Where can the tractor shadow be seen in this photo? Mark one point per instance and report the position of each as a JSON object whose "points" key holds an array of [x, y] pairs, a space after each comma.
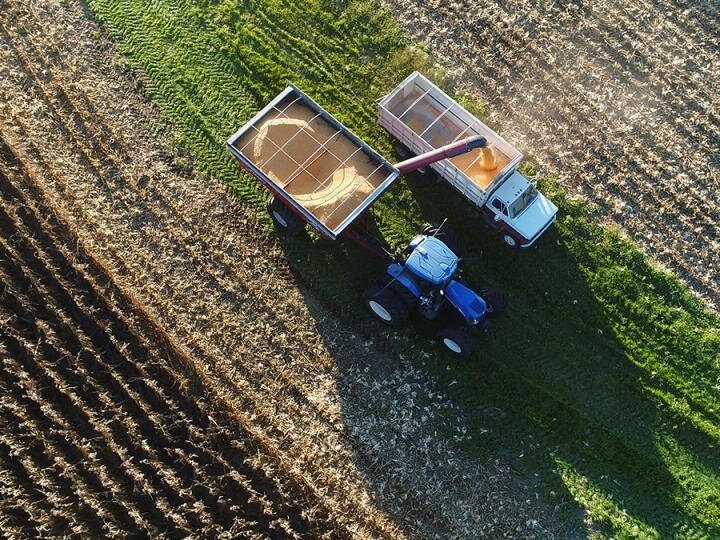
{"points": [[552, 397]]}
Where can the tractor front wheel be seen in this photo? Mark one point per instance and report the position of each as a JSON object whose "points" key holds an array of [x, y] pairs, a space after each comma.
{"points": [[458, 340], [284, 218], [386, 305]]}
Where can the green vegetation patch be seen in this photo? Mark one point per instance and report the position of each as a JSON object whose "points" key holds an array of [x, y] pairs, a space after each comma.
{"points": [[601, 387]]}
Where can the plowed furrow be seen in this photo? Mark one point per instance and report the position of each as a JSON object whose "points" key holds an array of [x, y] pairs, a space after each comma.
{"points": [[137, 379], [268, 488], [258, 377], [147, 430], [90, 480], [61, 470], [67, 396], [18, 495]]}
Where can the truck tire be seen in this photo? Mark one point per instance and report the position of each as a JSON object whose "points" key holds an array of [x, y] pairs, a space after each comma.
{"points": [[458, 340], [284, 218], [510, 240], [447, 236], [495, 301], [386, 305]]}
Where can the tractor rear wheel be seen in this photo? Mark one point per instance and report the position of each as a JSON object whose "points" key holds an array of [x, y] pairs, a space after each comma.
{"points": [[447, 236], [458, 340], [386, 305], [284, 218], [495, 302]]}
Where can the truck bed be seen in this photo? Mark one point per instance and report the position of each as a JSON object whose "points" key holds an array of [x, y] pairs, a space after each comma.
{"points": [[312, 161], [423, 117]]}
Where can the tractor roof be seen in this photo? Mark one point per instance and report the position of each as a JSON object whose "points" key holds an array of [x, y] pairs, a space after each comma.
{"points": [[432, 261]]}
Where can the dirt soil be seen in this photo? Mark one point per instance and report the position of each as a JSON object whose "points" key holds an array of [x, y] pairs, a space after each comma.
{"points": [[162, 372], [617, 99]]}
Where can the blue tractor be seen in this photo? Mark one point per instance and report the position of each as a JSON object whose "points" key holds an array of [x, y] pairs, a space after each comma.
{"points": [[428, 281]]}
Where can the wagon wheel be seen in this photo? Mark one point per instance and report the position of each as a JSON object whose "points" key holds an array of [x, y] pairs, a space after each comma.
{"points": [[284, 218]]}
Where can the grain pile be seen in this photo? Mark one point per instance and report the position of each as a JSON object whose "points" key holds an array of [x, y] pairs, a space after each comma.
{"points": [[162, 372], [617, 99], [320, 167]]}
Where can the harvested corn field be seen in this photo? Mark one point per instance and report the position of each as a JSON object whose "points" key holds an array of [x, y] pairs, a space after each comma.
{"points": [[590, 408], [162, 375], [618, 100]]}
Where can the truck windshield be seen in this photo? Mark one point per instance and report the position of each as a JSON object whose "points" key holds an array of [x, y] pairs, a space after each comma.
{"points": [[523, 201]]}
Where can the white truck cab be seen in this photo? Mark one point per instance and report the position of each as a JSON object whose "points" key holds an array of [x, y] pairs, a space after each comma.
{"points": [[422, 118], [520, 211]]}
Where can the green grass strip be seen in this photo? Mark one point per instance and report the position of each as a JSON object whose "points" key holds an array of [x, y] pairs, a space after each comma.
{"points": [[602, 385]]}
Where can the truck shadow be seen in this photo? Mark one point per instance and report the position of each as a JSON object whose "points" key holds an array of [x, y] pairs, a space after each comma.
{"points": [[556, 402]]}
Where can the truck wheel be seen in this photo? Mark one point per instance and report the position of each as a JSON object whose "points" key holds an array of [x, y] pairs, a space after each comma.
{"points": [[458, 340], [495, 302], [284, 218], [510, 240], [447, 236], [386, 305]]}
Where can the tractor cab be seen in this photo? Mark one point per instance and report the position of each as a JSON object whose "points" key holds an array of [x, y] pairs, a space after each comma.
{"points": [[431, 260]]}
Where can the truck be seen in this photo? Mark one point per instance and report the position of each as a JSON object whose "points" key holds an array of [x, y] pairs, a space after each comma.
{"points": [[421, 117], [321, 174]]}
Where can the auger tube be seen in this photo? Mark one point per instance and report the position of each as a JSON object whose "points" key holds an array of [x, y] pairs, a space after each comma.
{"points": [[444, 152]]}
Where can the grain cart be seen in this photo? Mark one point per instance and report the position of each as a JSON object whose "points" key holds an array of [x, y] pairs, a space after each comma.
{"points": [[422, 117], [322, 174]]}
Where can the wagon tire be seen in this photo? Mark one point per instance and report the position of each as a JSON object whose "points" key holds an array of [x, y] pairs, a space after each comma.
{"points": [[285, 219], [447, 236], [386, 305], [458, 340], [495, 302], [398, 288]]}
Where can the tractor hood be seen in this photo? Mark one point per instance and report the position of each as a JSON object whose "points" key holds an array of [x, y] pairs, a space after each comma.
{"points": [[432, 261]]}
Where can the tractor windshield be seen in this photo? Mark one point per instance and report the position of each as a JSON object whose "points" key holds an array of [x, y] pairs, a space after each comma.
{"points": [[523, 201]]}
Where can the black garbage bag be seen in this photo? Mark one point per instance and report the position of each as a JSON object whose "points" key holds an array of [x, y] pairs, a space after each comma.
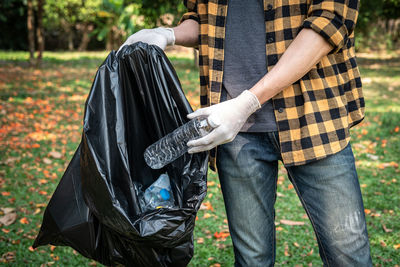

○ ○ ○

Task instructions: Restate all of the material word for word, leaving every picture out.

Task response:
Where can the tractor shadow be seen in this photo? Mark one point per instance and report the position of each as a JSON object whose "points" key holds an array of [x, y] pairs, a space after each comma.
{"points": [[552, 397]]}
Where can the tractor front wheel be seen in this photo? Mark one point per instance and report the position of each as a JSON object whose "points" key holds an array of [x, y] pairs, a space after each comma.
{"points": [[458, 340], [284, 218], [386, 305]]}
Where can the green vegetation patch be seen in this photo? Mark one point per instance and report the position of each as a JSON object whose "points" key holds an array of [x, y] pairs, a space after each comma.
{"points": [[601, 387]]}
Where can the plowed furrow be seen in this photo? Mark one point per instance and report the position of each as a JSON object whose "points" key holds an array of [x, y] pairs, a space after each comma.
{"points": [[137, 379], [268, 488], [258, 377], [147, 430], [90, 480], [61, 470], [67, 396], [18, 495]]}
Where can the truck tire be seen in this photo? Mark one point per instance and report the position of each as a JSON object whose "points" key holds an array of [x, y] pairs, a space after each comma.
{"points": [[458, 340], [284, 218], [510, 240], [447, 236], [495, 301], [386, 305]]}
Where can the tractor rear wheel be seen in this photo? Mark one point per instance and report the position of each as a JSON object whose "points" key holds an array of [x, y] pairs, a space after each comma.
{"points": [[447, 236], [458, 340], [386, 305], [284, 218], [495, 302]]}
Where can the truck bed be seen in this photo? Mark one point per instance and report the position of each as a JSON object whose "points" key holds an array of [x, y] pairs, a space after each comma.
{"points": [[312, 161], [423, 117]]}
Where can the tractor roof be seen in this photo? Mark one point per instance and report the position of each as a JSON object whose "points" key holds an array of [x, y] pairs, a space after each comma.
{"points": [[432, 261]]}
Where can the dirt soil be seen in this photo? Mark one point per instance and report the position of each as a JSON object whose "points" key holds an array of [x, y] pairs, a space after each comma.
{"points": [[162, 372], [617, 99]]}
Where can the blue tractor be seen in this photo? Mark one point per instance and report the position of each as a JSON object whose "points" key holds an array of [x, y] pairs, a space after each comma.
{"points": [[428, 281]]}
Where can the wagon wheel be seen in this photo? Mark one point per instance and report the position of each as a JSON object whose "points" key holds an array of [x, y] pairs, a space after each comma.
{"points": [[284, 218]]}
Where can the grain pile be seen in this photo? Mark one point per instance and report the position of each as a JSON object whose "points" key holds an array of [x, y] pairs, a space after each comma.
{"points": [[162, 372], [617, 99], [320, 167]]}
Where can the harvested corn field be seen in this photo? Mark one point per instance and report the position of each as a JSON object whose "points" key holds an array of [x, y] pairs, a space after each comma.
{"points": [[590, 408], [162, 375], [618, 100]]}
Where can the truck windshield be seen in this photo? Mark one point per instance and report the position of each as a JSON object whose "points" key holds an array of [x, y] pairs, a space after each comma.
{"points": [[523, 201]]}
Where can the white truck cab be seen in this photo? Mark one point per instance and report the position of each as a JSON object whose "points" key holds an array of [x, y] pairs, a space after each comma.
{"points": [[422, 118], [520, 211]]}
Where can the green grass strip be seen in this photo? Mark one point per instance and report the position of each as a JSON object whose "points" key holds an array of [x, y] pairs, a space after each comma.
{"points": [[602, 385]]}
Where can the truck shadow be seen in this photo? Mark one point per instance and report the position of each as a JSON object whose "points" key holds an array of [x, y] pairs, a space after each comma.
{"points": [[556, 402]]}
Where can the truck wheel be seen in this photo? Mark one point per instance and report the position of each as a JSON object whose "points" key holds an array of [x, y] pairs, a space after each comma.
{"points": [[458, 340], [495, 302], [284, 218], [510, 240], [447, 236], [386, 305]]}
Where can the tractor cab be seen in this photo? Mark one point per instance and report the position of each as a JSON object whose "points" key holds an array of [x, y] pairs, a space after each comma.
{"points": [[431, 260]]}
Where can the truck be seen in this photo? Mark one point per instance and report the position of each as a JSON object whose "points" key holds an array of [x, y] pairs, a space after each comma.
{"points": [[421, 117], [321, 174]]}
Where can the auger tube be seen in this photo? Mark one point per instance and report the position of each as a JSON object whose "points" key holds an array of [x, y] pairs, a space after each comma.
{"points": [[444, 152]]}
Where can the grain cart be seen in this photo? Mark one point per instance and report the position of each as a JSON object whose "points" key holds an array of [x, y] pairs, a space after each comma.
{"points": [[422, 117], [322, 174]]}
Where can the wagon tire be seen in this photo? Mark one point per instance and report the position of each as a JSON object whose "points" key holds an array of [x, y] pairs, a space after each comma.
{"points": [[285, 219], [447, 236], [386, 305], [458, 340], [495, 302], [398, 288]]}
Where can the tractor hood be seen in this photo? Mark one point per instance and report the position of each as a JSON object whose "points" key holds an array of [x, y] pairs, a space after each comma.
{"points": [[432, 261]]}
Where can the tractor windshield be seen in this photo? Mark one point per instance and report the position of each as a JSON object whose "points" key holds an array of [x, y] pairs, a space after each comma.
{"points": [[523, 201]]}
Where can the black garbage bag be seen in this photo? Mark one point per instance and report the position of each as a JSON object whose "points" key holds an array of [x, y] pairs, a space after each comma.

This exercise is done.